Reproduce every line of the listing below word for word, from the first entry to the last.
--- START DATA TO PROCESS ---
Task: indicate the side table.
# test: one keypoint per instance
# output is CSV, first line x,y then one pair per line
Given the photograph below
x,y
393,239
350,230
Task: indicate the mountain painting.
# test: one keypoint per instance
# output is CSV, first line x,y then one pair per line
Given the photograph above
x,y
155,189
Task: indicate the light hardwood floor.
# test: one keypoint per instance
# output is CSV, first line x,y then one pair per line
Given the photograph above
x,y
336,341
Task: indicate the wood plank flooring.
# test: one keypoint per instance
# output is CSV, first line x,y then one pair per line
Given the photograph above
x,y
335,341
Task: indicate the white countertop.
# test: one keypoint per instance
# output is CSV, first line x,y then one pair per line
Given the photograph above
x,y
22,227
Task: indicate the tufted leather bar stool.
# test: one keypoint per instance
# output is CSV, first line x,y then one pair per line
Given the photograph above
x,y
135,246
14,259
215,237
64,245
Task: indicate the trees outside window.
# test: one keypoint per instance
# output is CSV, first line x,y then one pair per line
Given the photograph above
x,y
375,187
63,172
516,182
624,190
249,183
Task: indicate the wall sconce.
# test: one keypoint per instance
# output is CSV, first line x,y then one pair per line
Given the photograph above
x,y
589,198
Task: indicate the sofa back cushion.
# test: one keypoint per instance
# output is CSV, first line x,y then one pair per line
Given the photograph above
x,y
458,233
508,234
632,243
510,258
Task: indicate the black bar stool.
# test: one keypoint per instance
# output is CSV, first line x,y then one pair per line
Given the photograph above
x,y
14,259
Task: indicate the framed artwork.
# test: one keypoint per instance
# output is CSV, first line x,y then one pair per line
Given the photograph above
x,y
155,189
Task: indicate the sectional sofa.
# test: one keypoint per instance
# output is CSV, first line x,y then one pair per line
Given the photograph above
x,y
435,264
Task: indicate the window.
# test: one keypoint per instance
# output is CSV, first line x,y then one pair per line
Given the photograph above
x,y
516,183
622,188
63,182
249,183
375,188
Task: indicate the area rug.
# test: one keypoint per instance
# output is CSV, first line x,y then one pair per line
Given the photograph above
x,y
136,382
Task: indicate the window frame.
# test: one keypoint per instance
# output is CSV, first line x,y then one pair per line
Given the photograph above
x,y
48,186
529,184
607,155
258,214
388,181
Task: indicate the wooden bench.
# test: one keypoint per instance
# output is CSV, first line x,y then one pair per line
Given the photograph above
--- END DATA TO PROCESS ---
_REPLY_:
Task: indicate the side table.
# test: one keypoint per instance
# output is CSV, first line x,y then one pair per line
Given the photograph below
x,y
393,239
350,230
Task: indicate the mountain painting.
# test: one keypoint per instance
# output is CSV, first line x,y then one pair per line
Given the photograph above
x,y
155,189
Task: indicate the light hardwood floor.
# test: one keypoint per instance
# output is CSV, first line x,y then one pair per line
Given the photograph above
x,y
336,341
Task: indicate the wood plank flooring.
# test: one keypoint per instance
# output is CSV, first line x,y then one pair per line
Given the photograph above
x,y
335,341
Task: indicate the white countertop.
# test: one keypoint per instance
# output is CSV, first line x,y then one pair per line
Given the photograph above
x,y
22,227
Task: indicate the tufted leather bar stool.
# test: one keypoint per instance
# output is CSV, first line x,y then one pair per line
Given the photograph above
x,y
135,246
14,259
215,237
64,245
Task: indicate the trees outside window.
# test: one keypoint per instance
# output is CSV, first line x,y then one pair per line
Given the photograph above
x,y
375,187
63,172
516,182
624,190
249,183
Task: indicate the wall sconce.
# test: one keypoint per instance
# output is CSV, first line x,y then one pair per line
Given the photograph above
x,y
589,198
Task: indicate the sofa back cushion.
# test: one keypoint per instance
# output is CSV, first line x,y then one pair per line
Given the photograph above
x,y
458,233
508,234
632,243
510,258
Task: indicate the black bar stool.
# test: one keypoint per instance
# output is CSV, first line x,y then one pair per line
Given the photograph above
x,y
14,259
Task: indicate the framed artwork.
# test: one keypoint per instance
# output is CSV, first line x,y then one pair per line
Given the photograph above
x,y
155,189
Task: indicate the sectional sofa.
# test: one keypoint per instance
# output is CSV, first line x,y then one pair per line
Given the photograph above
x,y
435,264
Task: indicate the window.
# test: one keypoint per instance
# output is CSV, first line x,y then one pair per line
Given the photograph above
x,y
516,183
622,188
63,182
249,183
375,188
Task: indicate the area rug.
# test: one keypoint per instance
# output is CSV, first line x,y then one pair per line
Given the photograph above
x,y
136,382
Task: indicate the window frame.
# test: one keypoint per instance
# output is CSV, first line x,y then one pair per line
Given the photograph above
x,y
48,186
529,184
607,155
258,214
388,181
Task: indicate the wooden bench.
# test: one keypoint per instance
# output is CSV, first line x,y then one pair per line
Given the photograph above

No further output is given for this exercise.